**Exercise details**
Look below for the line that has "Where can the forehead". Set down the lines from there through the line that has "Where can the fabric", exactly as written.

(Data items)
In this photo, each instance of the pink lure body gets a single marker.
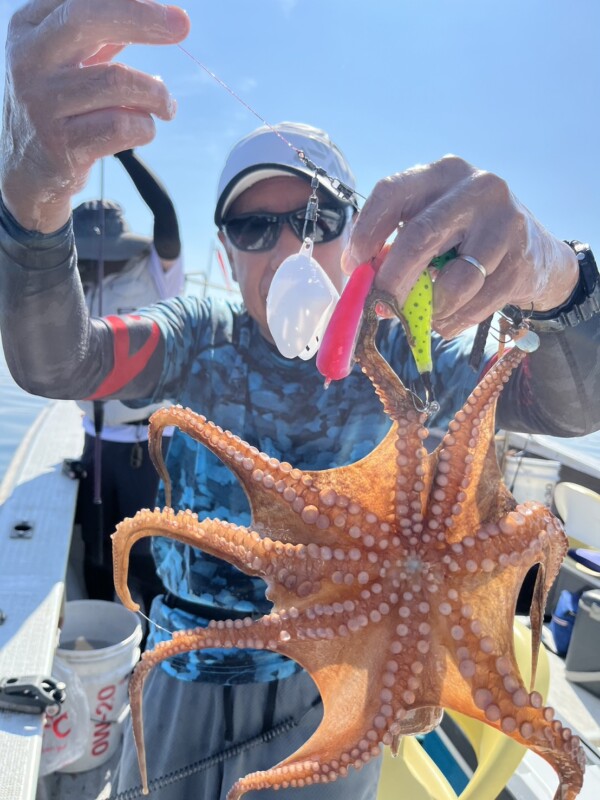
(335, 357)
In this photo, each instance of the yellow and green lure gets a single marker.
(336, 353)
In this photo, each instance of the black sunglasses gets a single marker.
(260, 231)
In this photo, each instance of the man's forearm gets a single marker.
(557, 389)
(43, 317)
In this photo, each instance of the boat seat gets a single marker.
(579, 509)
(413, 773)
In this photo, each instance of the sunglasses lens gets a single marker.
(259, 232)
(330, 224)
(253, 233)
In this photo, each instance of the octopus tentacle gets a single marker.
(414, 473)
(240, 546)
(498, 697)
(394, 582)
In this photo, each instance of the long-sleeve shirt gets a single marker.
(211, 356)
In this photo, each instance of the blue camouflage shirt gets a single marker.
(217, 363)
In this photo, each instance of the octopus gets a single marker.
(394, 584)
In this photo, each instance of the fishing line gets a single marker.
(336, 184)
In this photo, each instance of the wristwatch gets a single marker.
(583, 303)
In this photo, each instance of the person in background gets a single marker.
(215, 715)
(137, 271)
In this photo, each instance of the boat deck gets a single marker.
(37, 504)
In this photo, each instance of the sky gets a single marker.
(511, 86)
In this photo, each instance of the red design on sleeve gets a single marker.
(126, 367)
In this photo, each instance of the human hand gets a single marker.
(449, 204)
(68, 104)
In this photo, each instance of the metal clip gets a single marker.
(32, 694)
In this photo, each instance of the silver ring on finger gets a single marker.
(475, 263)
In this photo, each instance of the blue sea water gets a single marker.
(18, 410)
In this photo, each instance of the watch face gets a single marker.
(584, 302)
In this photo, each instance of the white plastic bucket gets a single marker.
(114, 633)
(531, 478)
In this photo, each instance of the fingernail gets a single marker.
(171, 106)
(176, 19)
(349, 261)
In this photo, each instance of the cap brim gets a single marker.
(260, 172)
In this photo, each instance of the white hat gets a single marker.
(263, 154)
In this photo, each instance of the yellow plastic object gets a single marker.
(579, 509)
(416, 314)
(413, 774)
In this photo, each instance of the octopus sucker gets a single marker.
(394, 581)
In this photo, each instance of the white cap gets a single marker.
(263, 154)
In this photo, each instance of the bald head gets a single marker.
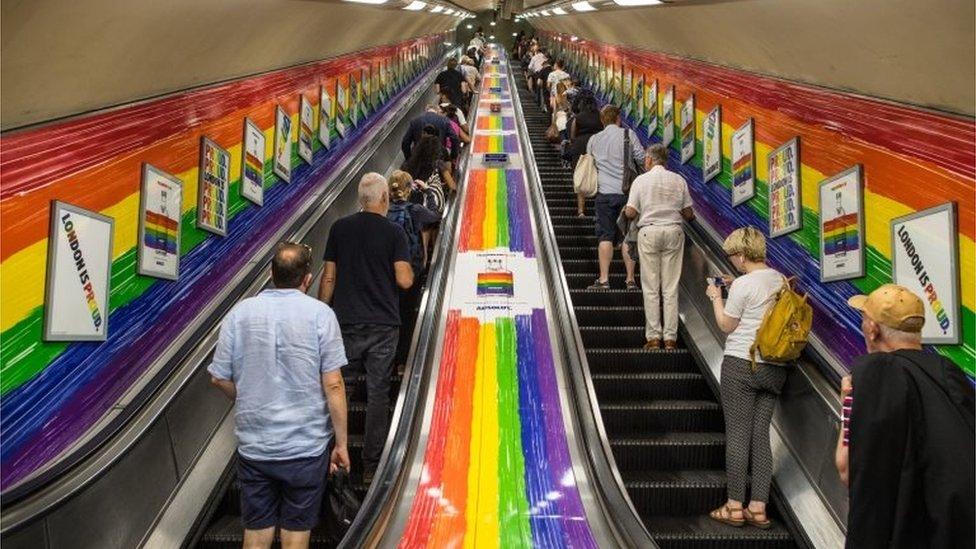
(291, 266)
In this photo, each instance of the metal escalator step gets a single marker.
(701, 532)
(640, 360)
(613, 336)
(612, 387)
(669, 451)
(617, 296)
(681, 492)
(603, 316)
(647, 417)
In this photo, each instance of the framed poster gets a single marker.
(306, 121)
(79, 272)
(784, 189)
(688, 129)
(667, 117)
(925, 259)
(743, 164)
(160, 213)
(282, 150)
(650, 107)
(325, 116)
(212, 187)
(712, 144)
(842, 226)
(252, 163)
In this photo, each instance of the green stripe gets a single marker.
(513, 506)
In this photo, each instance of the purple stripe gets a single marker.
(575, 526)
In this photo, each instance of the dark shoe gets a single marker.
(599, 285)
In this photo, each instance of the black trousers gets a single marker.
(370, 349)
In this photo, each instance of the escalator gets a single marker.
(659, 409)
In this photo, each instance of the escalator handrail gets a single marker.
(40, 495)
(609, 484)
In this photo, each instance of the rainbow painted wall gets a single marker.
(51, 393)
(913, 159)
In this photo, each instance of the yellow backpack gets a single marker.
(785, 327)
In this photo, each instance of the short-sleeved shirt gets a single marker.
(449, 81)
(659, 196)
(274, 347)
(749, 297)
(607, 148)
(364, 246)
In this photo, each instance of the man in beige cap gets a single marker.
(908, 457)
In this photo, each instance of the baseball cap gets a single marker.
(893, 306)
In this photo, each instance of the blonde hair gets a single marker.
(747, 241)
(400, 183)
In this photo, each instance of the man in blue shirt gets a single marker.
(278, 358)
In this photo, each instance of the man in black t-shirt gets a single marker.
(910, 459)
(450, 81)
(367, 259)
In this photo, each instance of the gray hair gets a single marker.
(658, 154)
(372, 188)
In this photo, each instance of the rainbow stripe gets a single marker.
(496, 283)
(497, 470)
(496, 143)
(496, 122)
(496, 212)
(893, 143)
(52, 392)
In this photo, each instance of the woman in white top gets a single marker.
(748, 395)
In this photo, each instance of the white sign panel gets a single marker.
(925, 260)
(79, 269)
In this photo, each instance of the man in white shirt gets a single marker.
(659, 200)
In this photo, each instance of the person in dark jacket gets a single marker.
(910, 457)
(432, 117)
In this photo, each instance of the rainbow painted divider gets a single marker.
(496, 213)
(497, 469)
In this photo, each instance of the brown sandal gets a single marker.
(724, 515)
(750, 517)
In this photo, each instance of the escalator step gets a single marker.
(701, 532)
(650, 386)
(639, 360)
(646, 417)
(669, 451)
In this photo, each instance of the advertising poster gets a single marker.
(842, 226)
(79, 270)
(306, 132)
(160, 213)
(712, 144)
(743, 164)
(925, 260)
(252, 163)
(784, 189)
(326, 115)
(650, 107)
(667, 117)
(282, 149)
(212, 187)
(688, 129)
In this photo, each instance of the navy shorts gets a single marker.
(608, 208)
(285, 493)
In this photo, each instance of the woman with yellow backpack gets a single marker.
(767, 325)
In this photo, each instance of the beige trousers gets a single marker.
(661, 249)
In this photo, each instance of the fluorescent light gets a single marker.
(637, 2)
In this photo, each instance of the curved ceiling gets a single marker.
(921, 53)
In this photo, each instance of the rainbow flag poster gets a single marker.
(496, 283)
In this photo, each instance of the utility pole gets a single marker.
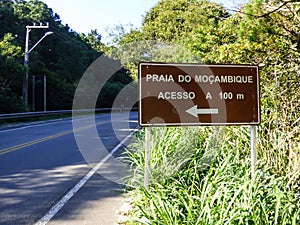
(26, 57)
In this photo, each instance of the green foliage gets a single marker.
(201, 175)
(172, 31)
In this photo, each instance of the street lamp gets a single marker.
(26, 59)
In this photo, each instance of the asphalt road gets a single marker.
(42, 162)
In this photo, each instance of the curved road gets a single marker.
(40, 163)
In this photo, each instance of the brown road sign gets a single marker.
(197, 94)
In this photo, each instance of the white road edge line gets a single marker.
(58, 206)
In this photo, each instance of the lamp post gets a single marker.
(26, 58)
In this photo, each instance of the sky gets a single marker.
(82, 16)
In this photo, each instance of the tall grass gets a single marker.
(206, 180)
(202, 175)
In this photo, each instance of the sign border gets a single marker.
(198, 123)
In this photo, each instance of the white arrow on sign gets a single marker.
(195, 112)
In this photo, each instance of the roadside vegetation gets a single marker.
(202, 175)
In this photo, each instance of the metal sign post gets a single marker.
(253, 149)
(147, 157)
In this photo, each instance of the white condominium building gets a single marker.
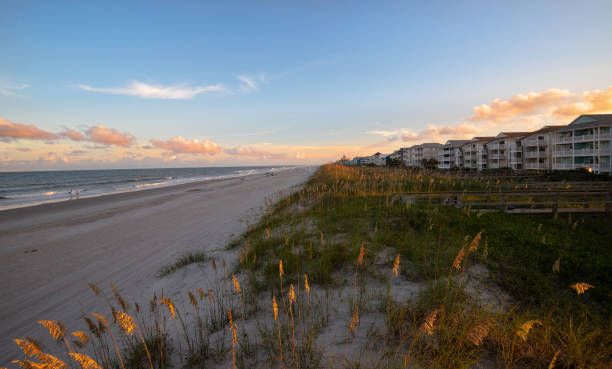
(537, 148)
(450, 154)
(475, 153)
(505, 151)
(424, 151)
(584, 143)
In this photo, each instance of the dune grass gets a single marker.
(346, 231)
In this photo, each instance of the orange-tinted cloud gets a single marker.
(10, 130)
(254, 152)
(109, 136)
(534, 102)
(72, 134)
(183, 145)
(595, 101)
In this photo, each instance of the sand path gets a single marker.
(121, 239)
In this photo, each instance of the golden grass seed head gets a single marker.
(581, 288)
(85, 361)
(523, 331)
(396, 265)
(478, 332)
(429, 323)
(83, 338)
(236, 284)
(125, 321)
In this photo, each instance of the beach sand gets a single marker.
(50, 252)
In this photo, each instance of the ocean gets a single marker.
(20, 189)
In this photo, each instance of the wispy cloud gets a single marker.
(182, 145)
(253, 152)
(8, 89)
(250, 83)
(11, 131)
(150, 91)
(109, 136)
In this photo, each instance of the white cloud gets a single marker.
(7, 89)
(250, 83)
(148, 91)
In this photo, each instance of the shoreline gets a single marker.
(52, 251)
(170, 184)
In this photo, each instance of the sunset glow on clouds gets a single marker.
(520, 112)
(72, 146)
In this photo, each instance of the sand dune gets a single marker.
(50, 252)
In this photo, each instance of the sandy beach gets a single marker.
(50, 252)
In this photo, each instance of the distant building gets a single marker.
(584, 143)
(422, 152)
(505, 151)
(475, 153)
(450, 154)
(537, 148)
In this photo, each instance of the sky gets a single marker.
(148, 84)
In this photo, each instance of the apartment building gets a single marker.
(584, 143)
(537, 148)
(475, 153)
(450, 154)
(505, 151)
(422, 152)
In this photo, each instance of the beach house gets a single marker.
(537, 148)
(475, 153)
(450, 154)
(584, 143)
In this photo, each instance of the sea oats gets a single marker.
(95, 288)
(170, 305)
(459, 259)
(192, 299)
(475, 242)
(551, 365)
(361, 253)
(54, 328)
(556, 265)
(125, 321)
(478, 332)
(83, 338)
(581, 288)
(291, 294)
(354, 320)
(429, 323)
(85, 361)
(30, 347)
(524, 329)
(236, 284)
(306, 283)
(396, 265)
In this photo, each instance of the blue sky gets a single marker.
(285, 82)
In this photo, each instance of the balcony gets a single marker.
(536, 166)
(563, 166)
(559, 140)
(533, 154)
(586, 152)
(583, 138)
(533, 142)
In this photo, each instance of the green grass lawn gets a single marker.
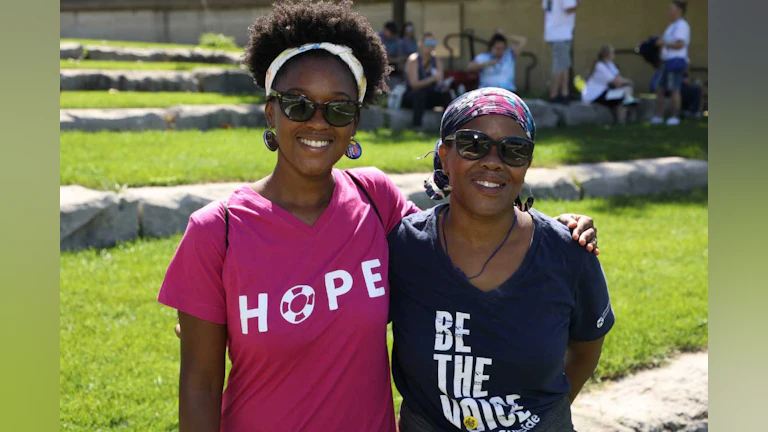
(119, 356)
(130, 99)
(138, 65)
(136, 44)
(102, 160)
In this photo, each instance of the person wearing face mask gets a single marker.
(289, 274)
(497, 66)
(498, 317)
(425, 86)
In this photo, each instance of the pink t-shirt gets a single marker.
(306, 307)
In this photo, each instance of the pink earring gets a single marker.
(354, 151)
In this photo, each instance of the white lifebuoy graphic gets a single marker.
(292, 295)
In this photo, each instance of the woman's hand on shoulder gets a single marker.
(582, 229)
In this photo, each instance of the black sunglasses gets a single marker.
(299, 108)
(473, 145)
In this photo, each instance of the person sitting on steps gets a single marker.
(425, 88)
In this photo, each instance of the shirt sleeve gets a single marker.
(392, 204)
(193, 281)
(593, 316)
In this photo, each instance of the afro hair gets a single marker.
(295, 23)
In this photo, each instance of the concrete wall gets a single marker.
(622, 23)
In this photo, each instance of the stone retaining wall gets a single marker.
(209, 80)
(205, 117)
(90, 218)
(70, 50)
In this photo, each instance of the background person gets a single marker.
(674, 56)
(497, 66)
(424, 74)
(559, 23)
(409, 44)
(606, 86)
(392, 44)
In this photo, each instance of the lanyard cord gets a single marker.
(445, 242)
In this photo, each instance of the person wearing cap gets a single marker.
(425, 88)
(674, 55)
(497, 66)
(498, 317)
(289, 275)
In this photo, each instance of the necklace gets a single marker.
(445, 243)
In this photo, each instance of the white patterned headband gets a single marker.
(343, 52)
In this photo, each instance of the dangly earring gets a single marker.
(354, 150)
(528, 195)
(270, 140)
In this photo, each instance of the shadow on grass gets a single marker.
(697, 197)
(589, 144)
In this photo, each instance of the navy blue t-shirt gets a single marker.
(491, 360)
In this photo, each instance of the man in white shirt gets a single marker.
(674, 57)
(559, 22)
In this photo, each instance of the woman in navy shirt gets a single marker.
(498, 315)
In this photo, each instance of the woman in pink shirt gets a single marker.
(290, 273)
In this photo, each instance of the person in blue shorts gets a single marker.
(498, 315)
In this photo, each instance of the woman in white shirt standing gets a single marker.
(606, 86)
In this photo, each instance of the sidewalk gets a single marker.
(674, 397)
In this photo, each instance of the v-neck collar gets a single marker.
(286, 216)
(461, 280)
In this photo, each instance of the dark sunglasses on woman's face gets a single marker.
(473, 145)
(299, 108)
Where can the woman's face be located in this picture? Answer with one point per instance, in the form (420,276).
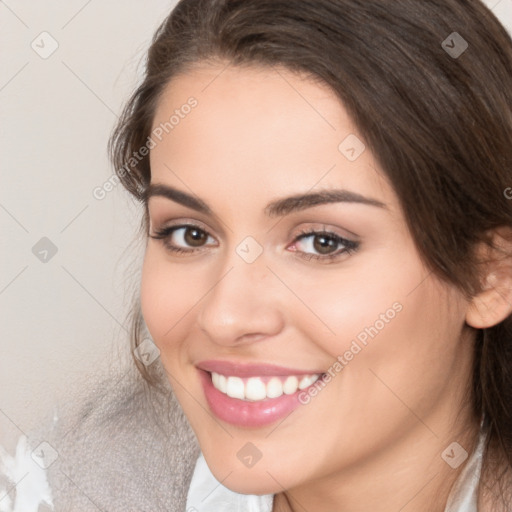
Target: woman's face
(271,288)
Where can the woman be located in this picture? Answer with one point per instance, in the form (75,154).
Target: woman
(327,278)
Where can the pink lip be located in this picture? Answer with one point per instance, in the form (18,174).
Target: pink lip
(250,370)
(244,413)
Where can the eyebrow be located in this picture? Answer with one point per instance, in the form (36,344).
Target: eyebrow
(276,208)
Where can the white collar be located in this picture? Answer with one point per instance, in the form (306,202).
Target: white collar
(206,494)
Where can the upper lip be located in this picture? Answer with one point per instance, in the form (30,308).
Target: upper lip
(237,369)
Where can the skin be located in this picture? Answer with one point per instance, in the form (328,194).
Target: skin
(372,438)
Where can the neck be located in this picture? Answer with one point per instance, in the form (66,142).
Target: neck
(409,476)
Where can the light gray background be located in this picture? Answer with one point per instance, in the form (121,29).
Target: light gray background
(64,320)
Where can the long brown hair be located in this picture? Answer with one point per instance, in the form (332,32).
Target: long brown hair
(439,123)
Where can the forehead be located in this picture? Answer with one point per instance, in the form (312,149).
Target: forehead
(257,131)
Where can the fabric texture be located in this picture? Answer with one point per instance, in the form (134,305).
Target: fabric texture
(122,447)
(206,494)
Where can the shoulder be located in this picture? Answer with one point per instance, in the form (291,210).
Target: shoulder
(495,487)
(126,446)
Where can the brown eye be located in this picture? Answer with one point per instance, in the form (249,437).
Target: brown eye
(321,245)
(324,244)
(195,237)
(184,238)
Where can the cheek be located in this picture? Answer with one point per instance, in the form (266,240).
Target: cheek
(168,295)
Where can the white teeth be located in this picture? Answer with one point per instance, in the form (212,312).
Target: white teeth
(255,389)
(307,380)
(235,387)
(274,388)
(290,385)
(223,385)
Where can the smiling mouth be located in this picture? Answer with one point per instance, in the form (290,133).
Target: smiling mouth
(256,389)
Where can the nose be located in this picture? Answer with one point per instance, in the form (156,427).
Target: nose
(243,306)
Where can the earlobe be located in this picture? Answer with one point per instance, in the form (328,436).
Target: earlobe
(493,303)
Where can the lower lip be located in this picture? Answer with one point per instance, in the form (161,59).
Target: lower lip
(244,413)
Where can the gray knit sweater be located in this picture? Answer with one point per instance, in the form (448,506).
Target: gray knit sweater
(124,448)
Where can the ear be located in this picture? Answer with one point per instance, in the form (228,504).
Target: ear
(493,303)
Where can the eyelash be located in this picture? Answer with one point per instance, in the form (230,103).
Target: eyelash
(350,246)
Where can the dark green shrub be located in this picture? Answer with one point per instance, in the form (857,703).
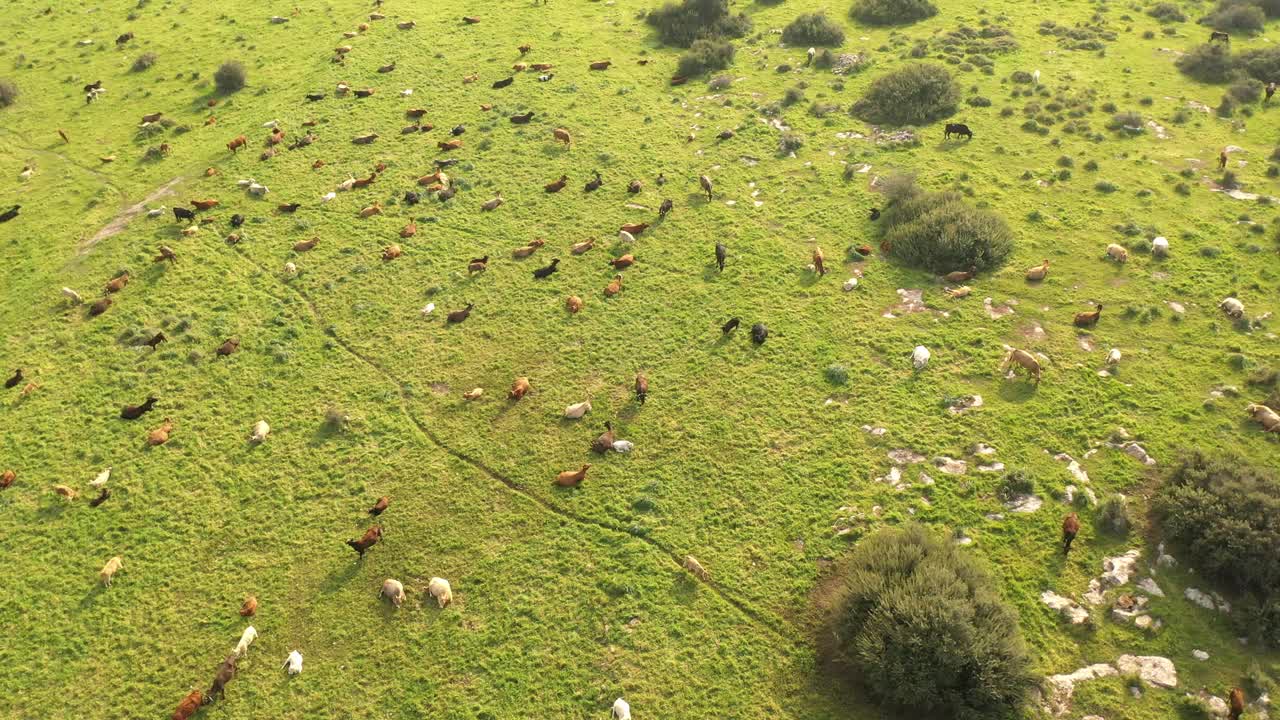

**Output of the task**
Where can the forehead be located in this picture? Answer with one point per instance, in the form (312,149).
Target: forehead
(257,131)
Where can the fabric texture be located in this picture? Answer with one point per instance, in the form (134,305).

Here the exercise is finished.